[WORK TO BE COMPLETED]
Present all of the records below as one numbered list, with no blank lines.

== DATA LISTING

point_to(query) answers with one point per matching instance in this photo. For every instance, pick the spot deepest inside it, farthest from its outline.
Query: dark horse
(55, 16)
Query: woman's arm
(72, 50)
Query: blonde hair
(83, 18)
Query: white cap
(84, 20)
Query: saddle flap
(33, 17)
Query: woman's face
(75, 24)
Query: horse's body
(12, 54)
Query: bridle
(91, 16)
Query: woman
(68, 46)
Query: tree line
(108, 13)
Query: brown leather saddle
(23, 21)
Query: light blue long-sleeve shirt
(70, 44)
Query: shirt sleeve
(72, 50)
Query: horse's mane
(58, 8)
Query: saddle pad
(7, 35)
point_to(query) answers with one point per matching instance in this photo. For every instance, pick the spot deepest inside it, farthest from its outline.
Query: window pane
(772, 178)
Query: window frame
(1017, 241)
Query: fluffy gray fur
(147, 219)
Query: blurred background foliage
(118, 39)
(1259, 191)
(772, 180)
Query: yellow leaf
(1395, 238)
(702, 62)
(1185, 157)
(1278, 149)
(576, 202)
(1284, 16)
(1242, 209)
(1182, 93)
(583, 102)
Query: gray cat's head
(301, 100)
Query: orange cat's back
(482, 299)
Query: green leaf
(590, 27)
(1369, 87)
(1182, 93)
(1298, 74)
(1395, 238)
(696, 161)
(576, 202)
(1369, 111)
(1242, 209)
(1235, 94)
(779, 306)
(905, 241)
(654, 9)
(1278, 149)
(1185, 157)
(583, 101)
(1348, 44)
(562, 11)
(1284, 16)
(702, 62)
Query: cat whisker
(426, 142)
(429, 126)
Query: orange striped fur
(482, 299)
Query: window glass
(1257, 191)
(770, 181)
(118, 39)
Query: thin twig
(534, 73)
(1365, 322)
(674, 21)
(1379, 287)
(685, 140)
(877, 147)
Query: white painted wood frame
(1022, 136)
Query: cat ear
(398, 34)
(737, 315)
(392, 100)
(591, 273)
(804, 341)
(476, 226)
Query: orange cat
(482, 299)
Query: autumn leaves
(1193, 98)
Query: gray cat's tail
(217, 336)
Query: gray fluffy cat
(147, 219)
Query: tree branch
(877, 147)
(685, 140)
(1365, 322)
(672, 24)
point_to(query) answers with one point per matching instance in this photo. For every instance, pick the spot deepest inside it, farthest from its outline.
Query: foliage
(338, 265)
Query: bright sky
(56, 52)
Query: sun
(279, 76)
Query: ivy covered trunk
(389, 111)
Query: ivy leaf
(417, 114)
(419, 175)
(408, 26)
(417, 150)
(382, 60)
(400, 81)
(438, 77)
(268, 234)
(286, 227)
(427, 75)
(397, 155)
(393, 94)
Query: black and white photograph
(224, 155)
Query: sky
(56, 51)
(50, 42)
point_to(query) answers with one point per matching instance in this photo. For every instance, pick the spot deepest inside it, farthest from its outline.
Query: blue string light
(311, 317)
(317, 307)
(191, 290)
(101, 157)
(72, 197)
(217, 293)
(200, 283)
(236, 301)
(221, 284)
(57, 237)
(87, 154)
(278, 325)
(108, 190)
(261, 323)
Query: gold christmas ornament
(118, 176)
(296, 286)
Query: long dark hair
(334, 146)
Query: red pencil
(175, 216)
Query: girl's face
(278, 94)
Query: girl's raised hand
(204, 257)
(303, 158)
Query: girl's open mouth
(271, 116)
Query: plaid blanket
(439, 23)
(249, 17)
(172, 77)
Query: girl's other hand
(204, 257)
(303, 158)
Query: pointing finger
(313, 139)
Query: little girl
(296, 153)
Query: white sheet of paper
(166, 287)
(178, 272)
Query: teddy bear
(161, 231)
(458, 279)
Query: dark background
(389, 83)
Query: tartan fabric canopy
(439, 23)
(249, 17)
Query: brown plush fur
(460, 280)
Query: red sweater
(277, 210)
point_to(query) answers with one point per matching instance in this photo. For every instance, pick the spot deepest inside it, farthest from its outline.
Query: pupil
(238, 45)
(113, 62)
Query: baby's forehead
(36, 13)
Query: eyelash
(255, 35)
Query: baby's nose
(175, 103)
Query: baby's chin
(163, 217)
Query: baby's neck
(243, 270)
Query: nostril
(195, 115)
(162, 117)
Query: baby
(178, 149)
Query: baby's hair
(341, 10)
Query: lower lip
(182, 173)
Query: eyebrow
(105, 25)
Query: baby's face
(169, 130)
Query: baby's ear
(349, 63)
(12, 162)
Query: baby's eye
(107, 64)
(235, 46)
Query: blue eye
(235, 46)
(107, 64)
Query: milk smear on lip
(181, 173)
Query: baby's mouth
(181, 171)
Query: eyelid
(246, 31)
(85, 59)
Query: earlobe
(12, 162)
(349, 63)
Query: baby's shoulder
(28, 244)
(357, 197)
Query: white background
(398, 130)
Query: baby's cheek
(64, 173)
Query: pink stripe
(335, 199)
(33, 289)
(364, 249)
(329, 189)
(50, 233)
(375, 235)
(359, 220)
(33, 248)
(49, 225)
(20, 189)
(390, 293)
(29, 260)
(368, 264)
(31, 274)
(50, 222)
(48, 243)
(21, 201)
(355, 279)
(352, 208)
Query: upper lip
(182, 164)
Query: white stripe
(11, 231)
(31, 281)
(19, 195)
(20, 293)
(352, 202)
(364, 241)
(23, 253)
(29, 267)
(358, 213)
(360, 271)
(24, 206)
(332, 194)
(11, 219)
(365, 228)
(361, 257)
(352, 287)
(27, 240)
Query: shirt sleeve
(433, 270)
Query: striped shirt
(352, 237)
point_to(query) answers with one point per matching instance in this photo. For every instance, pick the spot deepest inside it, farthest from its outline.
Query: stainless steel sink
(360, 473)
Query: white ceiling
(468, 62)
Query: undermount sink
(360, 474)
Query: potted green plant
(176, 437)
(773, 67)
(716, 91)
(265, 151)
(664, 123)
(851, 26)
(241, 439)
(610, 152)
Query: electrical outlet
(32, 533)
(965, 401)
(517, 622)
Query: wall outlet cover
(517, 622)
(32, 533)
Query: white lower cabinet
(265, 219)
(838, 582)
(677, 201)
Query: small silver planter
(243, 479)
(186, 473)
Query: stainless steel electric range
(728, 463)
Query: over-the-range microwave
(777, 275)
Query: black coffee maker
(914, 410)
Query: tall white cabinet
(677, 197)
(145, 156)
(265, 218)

====

[CORRECT OUTPUT]
1. point_to(query) answers with one point per matching instance in this photo. For every instance, pick the spot deepest inside it, farthest from its outline.
2. Query: dark horse
3. (55, 16)
4. Query: woman's arm
5. (72, 50)
6. Query: blonde hair
7. (83, 18)
8. Query: white cap
9. (84, 20)
10. Query: saddle flap
11. (33, 17)
12. Query: woman's face
13. (75, 24)
14. Query: horse's body
15. (12, 54)
16. Query: bridle
17. (91, 16)
18. Query: woman
19. (68, 46)
20. Query: tree line
21. (108, 13)
22. Query: brown leather saddle
23. (23, 21)
24. Query: light blue long-sleeve shirt
25. (70, 44)
26. Query: shirt sleeve
27. (72, 50)
28. Query: horse's mane
29. (58, 8)
30. Query: saddle pad
31. (7, 35)
32. point_to(query) answers with one point per matching instance in this photo. For every instance, pick the spot deepest inside it, farthest from its outline.
33. Query: window pane
34. (772, 178)
35. Query: window frame
36. (1017, 241)
37. Query: fluffy gray fur
38. (147, 219)
39. Query: blurred background foliage
40. (118, 39)
41. (1259, 191)
42. (772, 180)
43. Query: yellow leaf
44. (1395, 238)
45. (702, 62)
46. (1185, 157)
47. (1278, 149)
48. (576, 202)
49. (1284, 16)
50. (1242, 209)
51. (1182, 93)
52. (583, 102)
53. Query: gray cat's head
54. (301, 100)
55. Query: orange cat's back
56. (482, 299)
57. Query: green leaf
58. (590, 27)
59. (1369, 87)
60. (1182, 93)
61. (1298, 74)
62. (1395, 238)
63. (696, 161)
64. (576, 202)
65. (1369, 111)
66. (1242, 209)
67. (1235, 94)
68. (779, 306)
69. (905, 241)
70. (654, 9)
71. (1278, 149)
72. (1185, 157)
73. (583, 101)
74. (1348, 44)
75. (562, 11)
76. (1284, 16)
77. (702, 62)
78. Query: cat whisker
79. (426, 142)
80. (429, 126)
81. Query: orange striped fur
82. (482, 299)
83. Query: window glass
84. (1257, 191)
85. (770, 181)
86. (118, 39)
87. Query: thin twig
88. (534, 73)
89. (1365, 322)
90. (674, 21)
91. (1379, 287)
92. (685, 140)
93. (877, 147)
94. Query: white painted wood frame
95. (1022, 136)
96. Query: cat ear
97. (398, 34)
98. (737, 315)
99. (392, 100)
100. (591, 273)
101. (804, 341)
102. (476, 226)
103. Query: orange cat
104. (482, 299)
105. Query: autumn leaves
106. (1193, 98)
107. Query: gray cat's tail
108. (217, 336)
109. Query: gray fluffy cat
110. (147, 219)
111. Query: tree branch
112. (877, 147)
113. (685, 140)
114. (1365, 322)
115. (672, 24)
116. point_to(query) answers with one point per matching instance in this photo. For every instance, pick the spot deepest inside it, farthest from its outline.
117. Query: foliage
118. (338, 265)
119. Query: bright sky
120. (56, 52)
121. Query: sun
122. (279, 76)
123. Query: ivy covered trunk
124. (389, 111)
125. Query: ivy leaf
126. (417, 114)
127. (419, 175)
128. (408, 26)
129. (417, 150)
130. (382, 60)
131. (400, 81)
132. (438, 77)
133. (268, 234)
134. (286, 227)
135. (427, 75)
136. (397, 155)
137. (393, 94)
138. Query: black and white photograph
139. (224, 155)
140. Query: sky
141. (56, 51)
142. (50, 42)
143. point_to(query) answers with one point per matching instance in this photo. For every instance, pick the spot deepest inside it, farthest from its outline.
144. Query: blue string light
145. (311, 317)
146. (317, 307)
147. (191, 290)
148. (101, 157)
149. (72, 197)
150. (217, 293)
151. (200, 283)
152. (236, 301)
153. (221, 284)
154. (57, 237)
155. (87, 154)
156. (278, 325)
157. (108, 190)
158. (261, 323)
159. Query: gold christmas ornament
160. (118, 176)
161. (296, 286)
162. Query: long dark hair
163. (334, 146)
164. Query: red pencil
165. (175, 216)
166. Query: girl's face
167. (278, 94)
168. Query: girl's raised hand
169. (204, 257)
170. (303, 158)
171. Query: girl's open mouth
172. (271, 116)
173. Query: plaid blanket
174. (439, 23)
175. (249, 17)
176. (172, 77)
177. Query: girl's other hand
178. (204, 257)
179. (303, 158)
180. Query: pointing finger
181. (313, 139)
182. Query: little girl
183. (296, 153)
184. Query: white sheet of paper
185. (166, 287)
186. (178, 272)
187. Query: teddy bear
188. (161, 231)
189. (458, 279)
190. Query: dark background
191. (389, 83)
192. Query: tartan fabric canopy
193. (439, 23)
194. (249, 17)
195. Query: brown plush fur
196. (460, 280)
197. Query: red sweater
198. (277, 210)
199. point_to(query) answers with one point per matching instance in this photo. For every instance, pick the spot deepest inside it, farthest from its outline.
200. Query: pupil
201. (238, 45)
202. (113, 62)
203. Query: baby's forehead
204. (36, 13)
205. Query: eyelash
206. (255, 35)
207. Query: baby's nose
208. (175, 103)
209. Query: baby's chin
210. (163, 217)
211. Query: baby's neck
212. (243, 270)
213. Query: nostril
214. (195, 115)
215. (162, 117)
216. Query: baby
217. (178, 149)
218. Query: baby's hair
219. (341, 10)
220. Query: lower lip
221. (182, 173)
222. Query: eyebrow
223. (105, 25)
224. Query: baby's face
225. (169, 130)
226. Query: baby's ear
227. (349, 63)
228. (12, 162)
229. Query: baby's eye
230. (107, 64)
231. (235, 46)
232. Query: blue eye
233. (235, 46)
234. (107, 64)
235. Query: milk smear on lip
236. (181, 173)
237. Query: baby's mouth
238. (181, 171)
239. Query: eyelid
240. (246, 31)
241. (85, 59)
242. Query: earlobe
243. (12, 162)
244. (349, 63)
245. Query: baby's shoulder
246. (28, 244)
247. (357, 197)
248. Query: white background
249. (398, 130)
250. Query: baby's cheek
251. (64, 173)
252. Query: pink stripe
253. (335, 199)
254. (33, 289)
255. (364, 249)
256. (329, 189)
257. (50, 233)
258. (375, 235)
259. (359, 220)
260. (33, 248)
261. (49, 225)
262. (20, 189)
263. (390, 293)
264. (29, 260)
265. (368, 264)
266. (31, 274)
267. (50, 222)
268. (48, 243)
269. (21, 201)
270. (355, 279)
271. (352, 208)
272. Query: upper lip
273. (182, 164)
274. Query: white stripe
275. (11, 231)
276. (31, 281)
277. (19, 195)
278. (20, 293)
279. (352, 202)
280. (364, 241)
281. (23, 253)
282. (29, 267)
283. (358, 213)
284. (360, 271)
285. (24, 206)
286. (332, 194)
287. (11, 219)
288. (365, 228)
289. (361, 257)
290. (352, 287)
291. (27, 240)
292. Query: shirt sleeve
293. (433, 270)
294. Query: striped shirt
295. (352, 237)
296. point_to(query) answers with one point per matching instance in this photo. For every instance, pick the spot deepest inside it, farthest from its outline.
297. Query: stainless steel sink
298. (360, 473)
299. Query: white ceiling
300. (468, 62)
301. Query: undermount sink
302. (360, 474)
303. Query: potted green plant
304. (176, 437)
305. (773, 67)
306. (716, 91)
307. (265, 151)
308. (664, 123)
309. (851, 26)
310. (241, 439)
311. (610, 152)
312. Query: electrical outlet
313. (32, 533)
314. (965, 401)
315. (517, 622)
316. Query: wall outlet cover
317. (517, 622)
318. (32, 533)
319. Query: white lower cabinet
320. (265, 219)
321. (838, 582)
322. (677, 201)
323. Query: small silver planter
324. (243, 479)
325. (186, 473)
326. Query: stainless steel electric range
327. (728, 463)
328. Query: over-the-range microwave
329. (777, 275)
330. Query: black coffee maker
331. (914, 410)
332. Query: tall white cabinet
333. (677, 197)
334. (145, 156)
335. (265, 218)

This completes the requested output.